Records to process
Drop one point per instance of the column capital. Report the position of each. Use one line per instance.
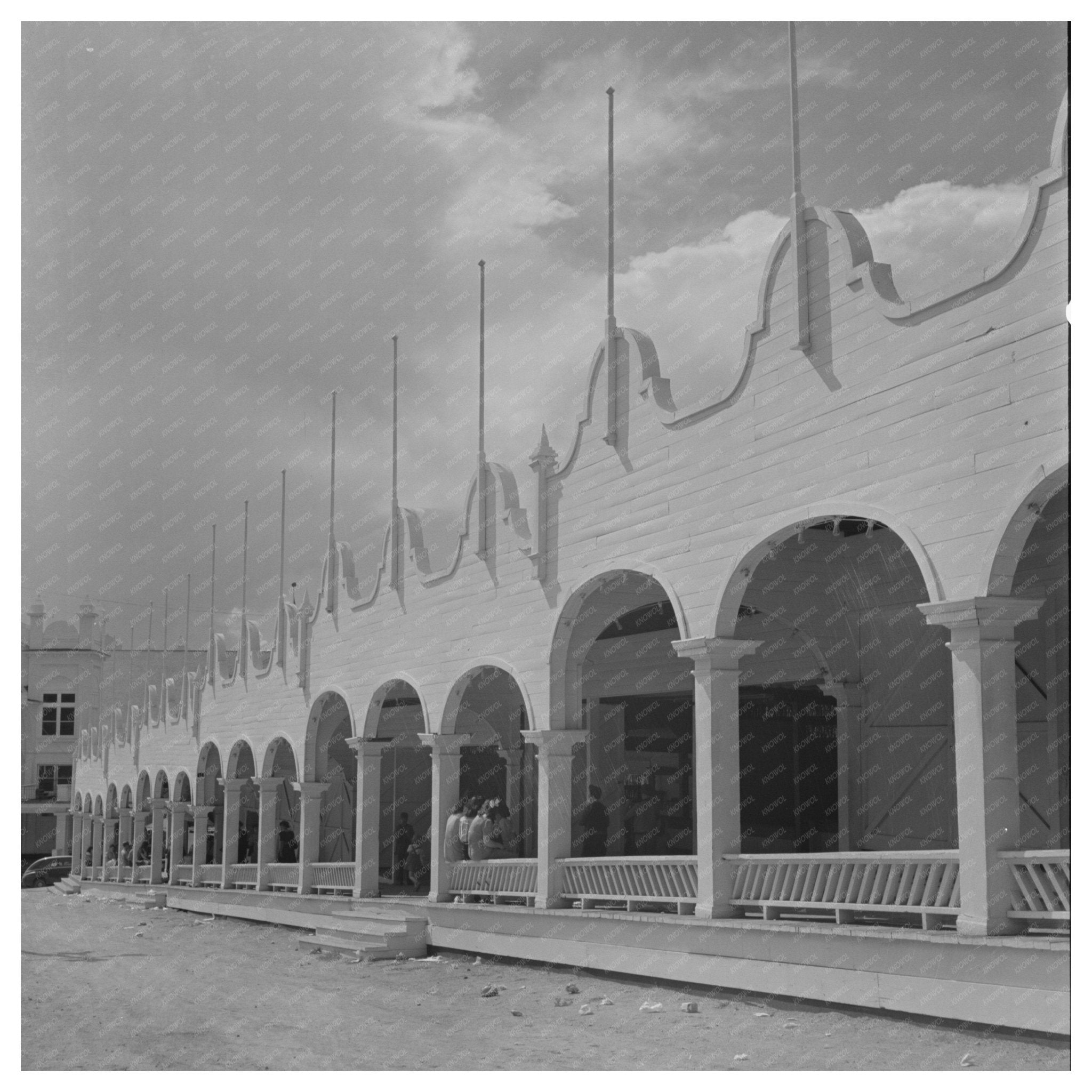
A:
(368, 748)
(994, 616)
(556, 741)
(844, 692)
(445, 745)
(722, 653)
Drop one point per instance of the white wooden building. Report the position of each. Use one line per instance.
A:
(810, 638)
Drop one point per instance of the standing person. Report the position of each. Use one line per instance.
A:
(494, 834)
(470, 814)
(593, 817)
(403, 837)
(475, 837)
(286, 845)
(453, 846)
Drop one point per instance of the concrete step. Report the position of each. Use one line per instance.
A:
(372, 949)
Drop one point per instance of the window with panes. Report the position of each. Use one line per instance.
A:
(58, 714)
(51, 777)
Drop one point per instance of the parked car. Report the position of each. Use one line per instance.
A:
(47, 871)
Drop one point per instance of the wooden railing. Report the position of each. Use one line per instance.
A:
(208, 875)
(849, 885)
(631, 880)
(243, 876)
(333, 876)
(283, 876)
(1043, 879)
(513, 877)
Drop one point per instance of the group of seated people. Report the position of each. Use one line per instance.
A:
(479, 830)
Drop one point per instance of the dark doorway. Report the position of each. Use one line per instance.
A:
(789, 770)
(483, 772)
(657, 808)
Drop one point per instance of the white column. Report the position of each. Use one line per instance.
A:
(368, 782)
(555, 808)
(310, 823)
(125, 834)
(850, 698)
(446, 751)
(77, 844)
(60, 833)
(158, 816)
(268, 789)
(178, 814)
(717, 765)
(983, 648)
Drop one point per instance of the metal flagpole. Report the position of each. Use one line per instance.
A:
(396, 511)
(280, 596)
(132, 655)
(213, 667)
(612, 433)
(185, 699)
(483, 536)
(148, 665)
(244, 637)
(331, 560)
(800, 239)
(163, 673)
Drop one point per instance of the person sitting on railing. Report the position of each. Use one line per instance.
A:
(475, 837)
(493, 834)
(454, 849)
(403, 838)
(286, 845)
(417, 863)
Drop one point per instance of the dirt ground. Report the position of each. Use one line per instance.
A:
(108, 985)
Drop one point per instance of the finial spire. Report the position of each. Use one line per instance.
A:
(483, 536)
(800, 238)
(244, 637)
(396, 511)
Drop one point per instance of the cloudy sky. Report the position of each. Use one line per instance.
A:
(224, 223)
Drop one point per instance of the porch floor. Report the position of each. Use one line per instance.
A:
(1018, 982)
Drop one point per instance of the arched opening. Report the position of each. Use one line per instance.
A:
(209, 793)
(846, 710)
(330, 759)
(615, 674)
(396, 714)
(240, 767)
(487, 704)
(110, 816)
(1038, 540)
(183, 794)
(280, 762)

Directions for this task
Working through the data above, find every line holding "railing" and copy it.

Exercise output
Drop one point per instance of the wooden railing. Report the position of each. Use one line per instance.
Drop one point per instance of the person sitting on railing. Report the position of each. Use one line per instance.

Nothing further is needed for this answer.